**Data to examine**
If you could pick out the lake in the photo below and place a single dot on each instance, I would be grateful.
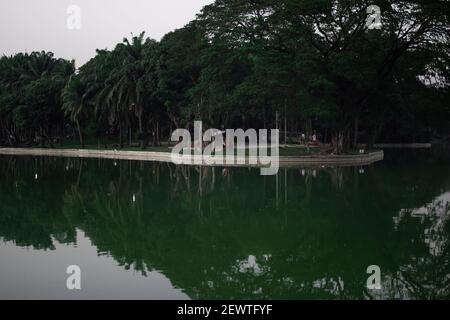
(143, 230)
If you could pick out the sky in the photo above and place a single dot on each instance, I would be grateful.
(36, 25)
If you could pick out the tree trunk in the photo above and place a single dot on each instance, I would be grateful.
(337, 142)
(80, 134)
(355, 134)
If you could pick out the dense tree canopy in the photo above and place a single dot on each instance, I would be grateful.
(315, 63)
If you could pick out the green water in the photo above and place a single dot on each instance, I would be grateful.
(157, 231)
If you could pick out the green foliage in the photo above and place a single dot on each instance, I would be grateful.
(239, 64)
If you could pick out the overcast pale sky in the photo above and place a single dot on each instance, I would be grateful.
(35, 25)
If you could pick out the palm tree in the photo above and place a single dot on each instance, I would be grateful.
(76, 103)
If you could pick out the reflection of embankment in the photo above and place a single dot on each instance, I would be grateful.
(235, 234)
(284, 161)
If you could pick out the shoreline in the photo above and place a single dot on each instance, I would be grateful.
(284, 161)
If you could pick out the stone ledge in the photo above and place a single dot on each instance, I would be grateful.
(316, 160)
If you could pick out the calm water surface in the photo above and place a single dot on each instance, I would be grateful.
(156, 231)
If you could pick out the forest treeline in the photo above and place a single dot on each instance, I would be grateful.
(299, 65)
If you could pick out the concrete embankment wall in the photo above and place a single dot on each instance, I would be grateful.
(315, 160)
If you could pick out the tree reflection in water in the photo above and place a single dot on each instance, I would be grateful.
(307, 233)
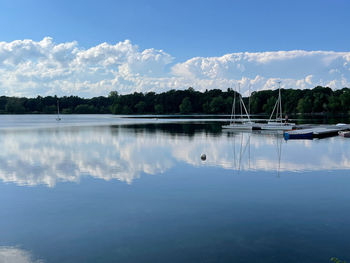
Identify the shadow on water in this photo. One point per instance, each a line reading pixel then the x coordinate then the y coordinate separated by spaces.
pixel 173 129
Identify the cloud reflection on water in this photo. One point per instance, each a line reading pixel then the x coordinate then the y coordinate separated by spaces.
pixel 16 255
pixel 49 156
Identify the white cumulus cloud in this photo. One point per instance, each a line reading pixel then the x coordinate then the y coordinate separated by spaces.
pixel 31 68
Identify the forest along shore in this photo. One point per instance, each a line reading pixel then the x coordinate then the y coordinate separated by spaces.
pixel 320 100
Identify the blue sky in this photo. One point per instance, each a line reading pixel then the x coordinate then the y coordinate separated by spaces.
pixel 182 29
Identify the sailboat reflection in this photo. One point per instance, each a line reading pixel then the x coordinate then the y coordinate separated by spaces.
pixel 242 152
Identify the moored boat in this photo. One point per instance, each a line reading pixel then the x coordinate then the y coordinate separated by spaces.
pixel 298 135
pixel 345 134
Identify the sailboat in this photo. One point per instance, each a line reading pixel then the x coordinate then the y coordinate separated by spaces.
pixel 58 118
pixel 277 123
pixel 241 124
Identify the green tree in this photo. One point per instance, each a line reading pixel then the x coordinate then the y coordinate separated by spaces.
pixel 217 105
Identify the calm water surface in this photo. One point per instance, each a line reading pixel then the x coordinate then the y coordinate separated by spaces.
pixel 106 189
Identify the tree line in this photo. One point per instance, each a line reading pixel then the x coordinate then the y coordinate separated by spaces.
pixel 317 100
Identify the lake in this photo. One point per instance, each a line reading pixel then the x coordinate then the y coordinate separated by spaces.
pixel 100 188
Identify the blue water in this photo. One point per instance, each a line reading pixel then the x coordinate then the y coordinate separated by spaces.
pixel 130 191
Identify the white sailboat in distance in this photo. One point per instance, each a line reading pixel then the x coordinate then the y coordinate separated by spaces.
pixel 241 124
pixel 278 123
pixel 58 118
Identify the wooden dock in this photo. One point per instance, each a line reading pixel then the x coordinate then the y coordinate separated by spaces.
pixel 320 131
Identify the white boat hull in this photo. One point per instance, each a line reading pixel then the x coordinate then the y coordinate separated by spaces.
pixel 238 126
pixel 278 126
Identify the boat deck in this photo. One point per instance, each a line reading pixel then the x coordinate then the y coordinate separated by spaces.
pixel 320 131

**Problem description**
Without including any picture, retype the entries exactly.

**Exercise solution**
If you could pick out the lake in the photo below and place a single dot on each instance, I would be grateful.
(143, 230)
If you could pick out the sky in the photo above and place a single dot on each instance, I would be grateful.
(36, 25)
If you could pick out the tree trunk in the photo above and place a single dot on each instance, I would be grateful.
(337, 142)
(80, 134)
(355, 134)
If you could pick out the dense tree canopy in the photo above and place a single dot on each instance, I would be grateful.
(315, 63)
If you could pick out the green water in the photo above and place a single dot on each instance, I would be grateful.
(157, 231)
If you could pick out the green foliage in the photo above and place a single dot on each instance, I would be grateful.
(239, 64)
If you could pick out the overcast pale sky in the photo above and place a single dot on each instance, I would be grateful.
(35, 25)
If you could pick out the palm tree in the photo above and place a single dot on each instance, I would be grateful.
(76, 103)
If you could pick out the reflection of embankment in the photo above and place a single dot on each instance, I would be grateful.
(235, 234)
(284, 161)
If you could pick out the shoreline in the photo above and place a single dot on each instance, I would be grateful.
(284, 161)
If you could pick out the stone ledge in the photo above and place a single dot on each instance, I would be grateful.
(316, 160)
If you could pick out the calm water surface in the photo above and place a single dot on each instance, I would be grateful.
(156, 231)
If you could pick out the forest treeline in the photo above and place a single dot on each instance, I would be grateful.
(299, 65)
If you could pick out the concrete embankment wall in the photo above and place a single dot on each instance, I would be grateful.
(315, 160)
If you could pick out the tree reflection in water in the photo above and place a single dot on each instance, I would be grateful.
(307, 233)
Identify the shadow on water in this photo. One point per instance, each a line reading pixel then the x coordinate then the y coordinate separated by spaces.
pixel 173 129
Identify the cloud reflection on water in this photo. One point per instance, each a line reading pixel then the x coordinate then the y coordinate separated by spaces.
pixel 16 255
pixel 49 156
Identify the white cumulus cloud in this photo. One point per instance, each a line reading pixel then the x coordinate then the y coordinate separated by spaces.
pixel 31 68
Identify the forest along shore in this photo. One point per instance, each a line reading pixel then the x coordinate then the y coordinate separated by spaces.
pixel 320 100
Identify the blue sky in this photo. One point per instance, each a line reading pixel then the x coordinate then the y coordinate separated by spaces.
pixel 182 29
Identify the sailboat reflection in this photo. One point per instance, each a line reading pixel then the x coordinate then the y coordinate separated by spaces.
pixel 242 152
Identify the moored boat in this photo. One point per instance, each a line reading pixel then the x coordinate then the y coordinate separated by spaces.
pixel 298 135
pixel 345 134
Identify the sailboat in this photo. One point per instance, each a line reading pixel then the x coordinate then the y coordinate separated by spaces.
pixel 58 118
pixel 277 123
pixel 241 124
Identify the green tree in this photo. One point per instance, each a line reading pixel then the x coordinate then the y coordinate separated by spaces.
pixel 217 105
Identify the calm water surface in this photo. One point per instance, each a line reading pixel then the x coordinate then the y coordinate separated by spaces.
pixel 106 189
Identify the tree line in this photo. One point per instance, each a line reading pixel then the x coordinate then the y coordinate separated by spaces.
pixel 317 100
Identify the lake in this photo. One point per instance, each a line reading pixel then the x coordinate then the y coordinate separated by spaces.
pixel 100 188
Identify the blue water in this photo. One point per instance, each a line reading pixel then the x coordinate then the y coordinate separated by spaces.
pixel 130 191
Identify the white sailboat in distance in this photo. One point per instance, each a line reading pixel then the x coordinate then the y coordinate separated by spaces.
pixel 241 124
pixel 278 123
pixel 58 118
Identify the wooden dock in this photo. One point per instance, each a line reading pixel then the x coordinate then the y coordinate separated by spaces.
pixel 320 131
Identify the white boat hull in this photo. One point per instance, each a line reading pixel then the x coordinate then the y coordinate separated by spaces.
pixel 238 126
pixel 278 126
Identify the boat deck in this photo. One point per instance, each a line reading pixel then the x coordinate then the y coordinate separated by spaces.
pixel 320 131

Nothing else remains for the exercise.